Stored items:

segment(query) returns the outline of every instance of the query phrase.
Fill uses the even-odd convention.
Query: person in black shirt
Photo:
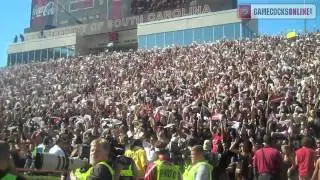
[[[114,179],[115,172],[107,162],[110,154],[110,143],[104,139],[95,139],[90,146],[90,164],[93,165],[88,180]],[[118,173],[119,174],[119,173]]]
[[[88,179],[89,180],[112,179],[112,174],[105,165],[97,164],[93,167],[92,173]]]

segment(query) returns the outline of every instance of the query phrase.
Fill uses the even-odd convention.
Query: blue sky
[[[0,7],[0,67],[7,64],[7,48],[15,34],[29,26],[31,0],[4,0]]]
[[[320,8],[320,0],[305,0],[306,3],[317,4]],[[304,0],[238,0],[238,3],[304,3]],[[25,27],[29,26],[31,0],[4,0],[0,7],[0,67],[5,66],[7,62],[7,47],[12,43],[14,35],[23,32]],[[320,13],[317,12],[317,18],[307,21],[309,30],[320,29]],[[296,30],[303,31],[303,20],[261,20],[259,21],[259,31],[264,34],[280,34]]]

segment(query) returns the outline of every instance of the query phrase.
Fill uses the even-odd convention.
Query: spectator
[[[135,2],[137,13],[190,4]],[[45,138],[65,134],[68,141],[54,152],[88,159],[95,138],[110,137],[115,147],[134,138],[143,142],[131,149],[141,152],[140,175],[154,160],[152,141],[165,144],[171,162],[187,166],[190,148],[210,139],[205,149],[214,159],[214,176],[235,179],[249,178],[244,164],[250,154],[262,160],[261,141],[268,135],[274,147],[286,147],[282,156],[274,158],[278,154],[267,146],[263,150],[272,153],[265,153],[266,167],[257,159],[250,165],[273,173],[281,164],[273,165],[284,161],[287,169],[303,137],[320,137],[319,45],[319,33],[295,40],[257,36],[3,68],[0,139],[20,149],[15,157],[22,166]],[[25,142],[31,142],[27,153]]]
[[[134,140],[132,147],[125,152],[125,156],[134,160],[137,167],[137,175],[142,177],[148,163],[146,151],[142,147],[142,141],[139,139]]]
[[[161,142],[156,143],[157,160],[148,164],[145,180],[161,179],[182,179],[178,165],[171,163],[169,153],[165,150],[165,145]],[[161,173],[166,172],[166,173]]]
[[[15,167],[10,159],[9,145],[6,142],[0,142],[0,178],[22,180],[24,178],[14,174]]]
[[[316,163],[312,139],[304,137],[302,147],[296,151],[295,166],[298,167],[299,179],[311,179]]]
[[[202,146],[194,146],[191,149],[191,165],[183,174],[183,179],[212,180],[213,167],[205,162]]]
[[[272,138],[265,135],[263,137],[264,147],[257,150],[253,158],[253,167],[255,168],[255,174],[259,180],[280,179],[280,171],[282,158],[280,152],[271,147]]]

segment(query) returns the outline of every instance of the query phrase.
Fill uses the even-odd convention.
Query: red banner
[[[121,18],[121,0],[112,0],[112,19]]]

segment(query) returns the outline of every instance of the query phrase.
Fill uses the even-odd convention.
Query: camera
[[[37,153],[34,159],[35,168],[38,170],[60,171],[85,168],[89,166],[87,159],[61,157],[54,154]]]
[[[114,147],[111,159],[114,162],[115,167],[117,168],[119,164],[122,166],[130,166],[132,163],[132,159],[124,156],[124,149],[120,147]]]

Work item -
Would you print exactly the lines from the first line of the entries above through the line that has "Query: person in black shirt", both included, and stop there?

Exercise result -
segment(query) returns the outline of every instance of the query phrase.
Fill uses the even-odd convention.
Query: person in black shirt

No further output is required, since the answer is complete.